Making designer biochar

Recently, the concept of designing biochar for a specific purpose has been proposed. Using designer biochar is reported to be more effective than simply applying biochar indiscriminately. For example, modifying the biochar surface aims to improve the physicochemical and sorptive characteristics of biochar for novel uses such as heavy metal binding, organic pollutant sorption and water purification.

Various approaches are used to modify biochar surface properties. Here, we discuss impregnation, oxidation and grafting.


Impregnation is a process where elements (usually metals) are incorporated into the biochar surface through prolonged wet contact. Biochar modification by impregnation is likely to make them more active in terms of retaining heavy metals from aqueous solution. Nitric acid is often used to remove intrinsic ash and tar from biochar before impregnation.


Oxidation is another modification process where liquid or gaseous compounds (eg inorganic acids) are used to modify and purify biochar. Two types of oxidation, liquid-phase oxidation and gas phase oxidation, are generally used.

In the liquid-phase oxidation process, the following have been used to modify or purify biochar:

  • strong acids such as nitric acid
  • a mixture of nitric and sulfuric acids
  • strong oxidisers, such as potassium permanganate, in an acid solution
  • other chemical mixtures, such as hydrogen peroxide/sulfuric acid and hypochlorite solution.

Gaseous phase oxidation uses carbon dioxide and oxygen gas to modify the biochar. Using potassium hydroxide increases the biochar’s porosity and surface area.

Oxidation can modify biochars in 2 different ways:

  • it opens the pores in char products and then fills the pores with metals
  • it adds new functional groups on the surface of biochars.

Acid and base chemical activation modifies biochar through both dehydration and oxidation. The feedstock is usually mixed or soaked in a solution of acids and bases before pyrolysis and activation. Strong oxidisers also can be used to modify or purify biochar.


Grafting can also modify biochar, by fusing guest molecules or elements onto the functional groups of the char surface, using the condensation reaction. Grafting can be done with or without pre-oxidation. There are several compounds or materials that can be used to graft biochar. Grafted biochar has many potential applications, such as in biomaterials, bioengineering and emerging biotechnology.

PROBLEMS AND TASKS
**A.** According to the designer biochar passage, what is often used to remove intrinsic ash and tar from biochar before impregnation?
**B.** Decide whether each statement agrees with the designer biochar passage: (i) Gaseous phase oxidation modifies biochar with carbon dioxide and oxygen gas. (ii) Grafting requires pre-oxidation of the biochar. (iii) Impregnation incorporates elements into the biochar surface through brief dry contact. For each, answer yes or no and quote the words from the passage that decide it.
**C.** Carry on writing the designer biochar passage from the point where it ends.

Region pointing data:

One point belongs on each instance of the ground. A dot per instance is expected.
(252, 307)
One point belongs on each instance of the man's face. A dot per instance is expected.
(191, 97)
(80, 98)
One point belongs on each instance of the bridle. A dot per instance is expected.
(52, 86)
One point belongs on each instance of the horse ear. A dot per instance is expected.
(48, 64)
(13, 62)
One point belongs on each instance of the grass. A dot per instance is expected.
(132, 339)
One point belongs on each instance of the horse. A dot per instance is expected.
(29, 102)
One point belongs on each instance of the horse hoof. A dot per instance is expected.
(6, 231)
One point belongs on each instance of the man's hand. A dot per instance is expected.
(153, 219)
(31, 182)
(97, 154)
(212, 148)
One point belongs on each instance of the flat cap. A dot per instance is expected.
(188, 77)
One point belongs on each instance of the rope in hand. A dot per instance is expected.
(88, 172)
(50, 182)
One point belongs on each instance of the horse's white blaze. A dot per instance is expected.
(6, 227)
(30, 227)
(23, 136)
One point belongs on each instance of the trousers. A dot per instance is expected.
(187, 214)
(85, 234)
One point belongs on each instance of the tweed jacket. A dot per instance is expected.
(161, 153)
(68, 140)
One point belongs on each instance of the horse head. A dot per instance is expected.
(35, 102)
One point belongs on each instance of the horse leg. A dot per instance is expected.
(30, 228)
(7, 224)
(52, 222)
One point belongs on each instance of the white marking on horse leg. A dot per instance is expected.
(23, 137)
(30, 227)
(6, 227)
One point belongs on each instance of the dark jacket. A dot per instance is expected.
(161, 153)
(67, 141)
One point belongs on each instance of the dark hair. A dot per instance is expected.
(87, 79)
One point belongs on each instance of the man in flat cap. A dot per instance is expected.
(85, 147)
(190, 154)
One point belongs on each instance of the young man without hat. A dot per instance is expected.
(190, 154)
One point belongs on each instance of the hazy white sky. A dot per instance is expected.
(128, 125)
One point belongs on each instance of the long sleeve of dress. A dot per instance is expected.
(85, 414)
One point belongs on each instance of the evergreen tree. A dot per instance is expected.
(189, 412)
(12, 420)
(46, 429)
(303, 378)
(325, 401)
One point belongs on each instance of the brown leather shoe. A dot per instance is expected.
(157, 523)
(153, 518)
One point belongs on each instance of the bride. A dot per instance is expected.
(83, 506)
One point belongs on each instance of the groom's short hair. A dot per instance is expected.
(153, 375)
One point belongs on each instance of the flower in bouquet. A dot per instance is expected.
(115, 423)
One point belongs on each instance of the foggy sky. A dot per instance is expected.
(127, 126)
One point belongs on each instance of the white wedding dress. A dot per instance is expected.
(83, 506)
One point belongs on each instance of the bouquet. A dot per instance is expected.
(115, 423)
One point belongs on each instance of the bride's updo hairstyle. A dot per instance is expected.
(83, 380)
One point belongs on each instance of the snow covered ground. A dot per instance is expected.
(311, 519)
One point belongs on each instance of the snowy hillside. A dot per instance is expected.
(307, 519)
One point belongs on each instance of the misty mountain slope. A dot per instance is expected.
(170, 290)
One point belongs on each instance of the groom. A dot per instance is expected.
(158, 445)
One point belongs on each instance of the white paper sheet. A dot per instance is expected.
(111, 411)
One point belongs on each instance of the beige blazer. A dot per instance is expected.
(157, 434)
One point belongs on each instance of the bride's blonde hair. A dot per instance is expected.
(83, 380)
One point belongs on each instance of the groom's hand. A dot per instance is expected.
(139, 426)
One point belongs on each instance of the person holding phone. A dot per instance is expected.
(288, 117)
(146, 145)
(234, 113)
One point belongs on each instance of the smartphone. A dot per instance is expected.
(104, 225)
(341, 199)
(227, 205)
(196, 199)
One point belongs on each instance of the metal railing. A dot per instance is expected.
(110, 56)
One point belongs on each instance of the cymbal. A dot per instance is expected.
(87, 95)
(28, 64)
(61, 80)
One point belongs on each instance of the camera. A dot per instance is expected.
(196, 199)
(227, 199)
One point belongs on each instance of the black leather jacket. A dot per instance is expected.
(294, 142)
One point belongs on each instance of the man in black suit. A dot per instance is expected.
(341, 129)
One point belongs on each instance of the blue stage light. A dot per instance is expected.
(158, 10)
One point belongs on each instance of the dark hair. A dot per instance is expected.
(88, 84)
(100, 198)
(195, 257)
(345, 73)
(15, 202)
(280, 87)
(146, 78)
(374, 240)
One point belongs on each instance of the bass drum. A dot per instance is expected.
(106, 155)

TASK-BY-TASK ANSWERS
**A.** Nitric acid.

**B.**
(i) Yes: "Gaseous phase oxidation uses carbon dioxide and oxygen gas to modify the biochar."
(ii) No: "Grafting can be done with or without pre-oxidation."
(iii) No: "incorporated into the biochar surface through prolonged wet contact."

**C.**
Biochar-assisted remediation of heavy metals

Biochar application is effective in the remediation of heavy metal–contaminated soil and aquatic ecosystems. Various mechanisms have been proposed to explain how biochar remediates heavy metal contamination, but chemosorption is the dominant process involved in removing heavy metals such as cadmium and lead in soil and aquatic systems.

Biochar-mediated redox reactions controlling the (im)mobilisation and subsequent bioavailability of heavy metals have been reported. For example, although chromium(III) is strongly retained onto soil particles, Cr(VI) is very weakly adsorbed and is readily available for plant uptake and leaching to groundwater. Thus, reduction of Cr(VI) to Cr(III) can affect the (im)mobilisation and bioavailability of chromium. Although oxidation of Cr(III) to Cr(VI) is mostly mediated abiotically through oxidising agents – such as manganese oxide and, to a lesser extent, ferric oxide – reduction of Cr(VI) to Cr(III) is mediated through abiotic and biotic processes. Chromate can be reduced to Cr(III) in environments that have electrons available. Biochar provides a source of electrons, thereby enhancing the reduction of Cr(VI) to Cr(III) and subsequent immobilization of Cr(III) – mitigating the environmental toxicity of chromium.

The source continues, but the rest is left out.